↓

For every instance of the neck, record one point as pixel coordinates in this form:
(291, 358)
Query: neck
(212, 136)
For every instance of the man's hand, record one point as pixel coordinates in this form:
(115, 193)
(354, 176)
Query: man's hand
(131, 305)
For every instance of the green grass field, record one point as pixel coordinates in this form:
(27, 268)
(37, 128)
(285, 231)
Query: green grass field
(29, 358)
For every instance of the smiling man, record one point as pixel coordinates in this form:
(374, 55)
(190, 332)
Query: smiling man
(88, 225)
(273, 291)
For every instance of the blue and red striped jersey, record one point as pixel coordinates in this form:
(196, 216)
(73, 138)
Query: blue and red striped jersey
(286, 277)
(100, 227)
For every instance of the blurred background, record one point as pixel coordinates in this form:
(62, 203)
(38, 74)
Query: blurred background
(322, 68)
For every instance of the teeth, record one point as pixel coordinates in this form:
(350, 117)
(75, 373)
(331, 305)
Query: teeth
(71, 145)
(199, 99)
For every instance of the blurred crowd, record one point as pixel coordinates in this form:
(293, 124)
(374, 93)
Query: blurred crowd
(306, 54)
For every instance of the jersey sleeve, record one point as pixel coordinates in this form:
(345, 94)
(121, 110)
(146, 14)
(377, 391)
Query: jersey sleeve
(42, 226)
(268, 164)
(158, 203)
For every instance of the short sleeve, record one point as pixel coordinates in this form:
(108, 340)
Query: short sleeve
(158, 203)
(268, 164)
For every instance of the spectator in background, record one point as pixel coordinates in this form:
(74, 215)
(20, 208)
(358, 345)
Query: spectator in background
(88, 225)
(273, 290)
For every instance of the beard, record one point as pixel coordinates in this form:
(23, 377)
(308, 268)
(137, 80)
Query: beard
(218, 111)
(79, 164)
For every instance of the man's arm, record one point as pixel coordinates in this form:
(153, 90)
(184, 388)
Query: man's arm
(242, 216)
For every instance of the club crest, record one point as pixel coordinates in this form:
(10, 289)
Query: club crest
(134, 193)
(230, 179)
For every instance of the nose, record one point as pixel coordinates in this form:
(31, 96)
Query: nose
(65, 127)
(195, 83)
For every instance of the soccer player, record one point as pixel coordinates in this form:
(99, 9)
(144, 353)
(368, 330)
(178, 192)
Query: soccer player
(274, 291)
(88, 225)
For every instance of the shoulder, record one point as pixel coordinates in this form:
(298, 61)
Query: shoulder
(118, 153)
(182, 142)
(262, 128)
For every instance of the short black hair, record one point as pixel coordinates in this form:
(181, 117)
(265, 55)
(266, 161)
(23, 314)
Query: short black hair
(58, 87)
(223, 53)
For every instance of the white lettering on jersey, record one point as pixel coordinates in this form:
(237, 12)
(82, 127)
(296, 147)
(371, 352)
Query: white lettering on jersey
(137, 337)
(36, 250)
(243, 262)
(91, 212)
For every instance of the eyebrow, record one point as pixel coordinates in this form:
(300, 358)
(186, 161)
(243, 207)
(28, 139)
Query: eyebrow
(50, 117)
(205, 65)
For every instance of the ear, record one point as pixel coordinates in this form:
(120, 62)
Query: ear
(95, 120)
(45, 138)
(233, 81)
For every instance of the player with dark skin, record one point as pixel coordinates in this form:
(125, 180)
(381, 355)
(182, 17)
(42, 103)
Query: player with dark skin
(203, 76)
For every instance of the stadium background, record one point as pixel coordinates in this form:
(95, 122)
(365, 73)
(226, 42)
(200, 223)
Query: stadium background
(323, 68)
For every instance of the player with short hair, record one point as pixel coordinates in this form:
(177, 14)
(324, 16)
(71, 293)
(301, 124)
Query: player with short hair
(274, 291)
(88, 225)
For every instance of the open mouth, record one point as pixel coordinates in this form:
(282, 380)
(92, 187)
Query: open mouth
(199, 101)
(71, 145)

↑

Copy out the material above in its entirety. Every detail must match.

* [ANSWER FOR THE TASK]
For every instance of the neck, record one point as pixel coordinates in this form:
(291, 358)
Query: neck
(212, 136)
For every instance of the man's hand, record one point as pixel coordinates in this form:
(115, 193)
(354, 176)
Query: man's hand
(131, 305)
For every instance of the green grass field, record one point as pixel coordinates in this form:
(27, 268)
(37, 128)
(285, 231)
Query: green grass field
(29, 358)
For every instance of the smiling man, record one point as pixel coordinates in this form:
(374, 55)
(190, 332)
Query: smiling man
(88, 225)
(273, 291)
For every instance of the blue and red striped jersey, record one point as pixel coordinates in this form:
(196, 216)
(73, 138)
Query: blue and red striped jersey
(286, 277)
(100, 227)
For every instance of the blurred background, record one point as pixel coordinates in this form:
(62, 203)
(38, 74)
Query: blurred background
(322, 68)
For every instance of the teeth, record one point as pixel coordinates in this form:
(350, 117)
(75, 373)
(331, 305)
Query: teeth
(71, 145)
(199, 99)
For every instance of the blurred crowd, record one point as pixel coordinates in this form:
(293, 124)
(374, 93)
Query: blurred crowd
(306, 54)
For every instance of the jersey sleeve, record one point as pixel coordinates in this form:
(345, 94)
(121, 110)
(146, 14)
(377, 391)
Query: jersey sleeve
(42, 226)
(268, 164)
(158, 203)
For every instance of the short sleeve, record one point as pixel coordinates in this form:
(108, 340)
Query: short sleeve
(158, 203)
(268, 164)
For every instance of the spectator in background, record one point as pixel coordinates in this form:
(74, 215)
(20, 208)
(358, 345)
Query: spectator in background
(88, 225)
(273, 290)
For every instance of the beard, record one point as pixel coordinates in this form:
(23, 377)
(308, 268)
(137, 80)
Query: beard
(218, 111)
(79, 164)
For every instance of the man's arm, record one point as pixel coordinates in this form:
(153, 90)
(184, 388)
Query: man's arm
(242, 216)
For every instance of the club crest, record one point as pixel coordinates in this form:
(10, 289)
Query: club crest
(134, 193)
(230, 179)
For every instance of the nose, record one point as pixel coordinates in this form:
(31, 96)
Query: nose
(65, 127)
(195, 83)
For every instance of the soccer player, record one point as pixel coordinates in this form:
(99, 9)
(144, 353)
(368, 330)
(178, 192)
Query: soccer player
(274, 291)
(88, 225)
For every instance of the shoulder, record one point as pixel coordinates in this form:
(298, 61)
Query: shoulder
(118, 153)
(182, 142)
(262, 128)
For every instance of the short black hair, record one point as pixel coordinates in this form:
(181, 117)
(265, 55)
(266, 161)
(23, 314)
Query: short black hair
(58, 87)
(223, 53)
For every instance of the white lettering on jersey, record one point as pixel coordinates in this form:
(237, 12)
(82, 127)
(296, 147)
(371, 352)
Query: white lettering on jersey
(137, 337)
(36, 250)
(243, 262)
(91, 212)
For every instance of the eyebrow, record one point as pixel coordinates in this form:
(300, 358)
(186, 161)
(243, 207)
(28, 139)
Query: eyebrow
(50, 117)
(205, 65)
For every instance of the ear, record one point as pixel coordinates in this form:
(120, 62)
Query: ear
(95, 120)
(45, 138)
(233, 81)
For every instance of the player with dark skin, record one point as pixel coordinates in this form:
(125, 180)
(381, 355)
(182, 17)
(42, 103)
Query: player with dark skin
(203, 76)
For every instance of the stadium background, record one point as pixel coordinates in this form:
(95, 122)
(365, 73)
(226, 42)
(200, 223)
Query: stadium background
(323, 68)
For every instance of the player with short hair, record one point as pixel coordinates in this form:
(177, 14)
(324, 16)
(71, 293)
(301, 124)
Query: player with short hair
(274, 291)
(88, 225)
For every instance of the open mouth, record one point as pixel coordinates in this form:
(282, 380)
(92, 187)
Query: open mouth
(199, 101)
(71, 145)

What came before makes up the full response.